Assignment - From the line containing "of the muddy" down to the last line of the records below, give every line again without any change.

Saved entries
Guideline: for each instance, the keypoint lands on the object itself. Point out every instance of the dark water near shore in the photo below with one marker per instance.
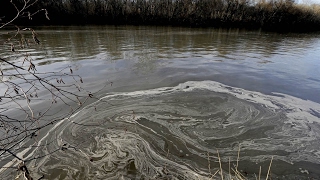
(179, 94)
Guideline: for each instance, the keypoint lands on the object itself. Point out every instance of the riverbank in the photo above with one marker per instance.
(270, 16)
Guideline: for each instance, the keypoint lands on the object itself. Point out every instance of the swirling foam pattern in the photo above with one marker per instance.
(172, 132)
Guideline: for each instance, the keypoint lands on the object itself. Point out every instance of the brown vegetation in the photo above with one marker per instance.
(269, 15)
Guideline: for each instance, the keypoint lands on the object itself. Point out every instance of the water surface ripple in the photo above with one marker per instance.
(170, 132)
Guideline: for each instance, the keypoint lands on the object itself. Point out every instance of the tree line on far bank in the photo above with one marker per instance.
(277, 15)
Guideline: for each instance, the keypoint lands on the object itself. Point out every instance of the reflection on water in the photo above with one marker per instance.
(264, 62)
(166, 133)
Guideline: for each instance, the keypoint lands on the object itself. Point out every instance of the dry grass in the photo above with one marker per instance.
(271, 15)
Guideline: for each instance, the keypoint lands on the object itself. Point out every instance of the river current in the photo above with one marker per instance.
(184, 104)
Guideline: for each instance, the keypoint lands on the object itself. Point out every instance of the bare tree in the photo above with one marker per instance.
(30, 100)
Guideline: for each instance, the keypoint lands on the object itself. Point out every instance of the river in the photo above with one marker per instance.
(179, 96)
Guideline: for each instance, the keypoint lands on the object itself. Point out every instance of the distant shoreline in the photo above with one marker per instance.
(280, 16)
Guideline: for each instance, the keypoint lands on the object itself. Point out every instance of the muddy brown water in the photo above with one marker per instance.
(178, 96)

Solution for this problem -
Guideline: for each instance, the keypoint lands on the object itself. Point out every instance of the muddy brown water in the photo above with one marker per instance.
(178, 96)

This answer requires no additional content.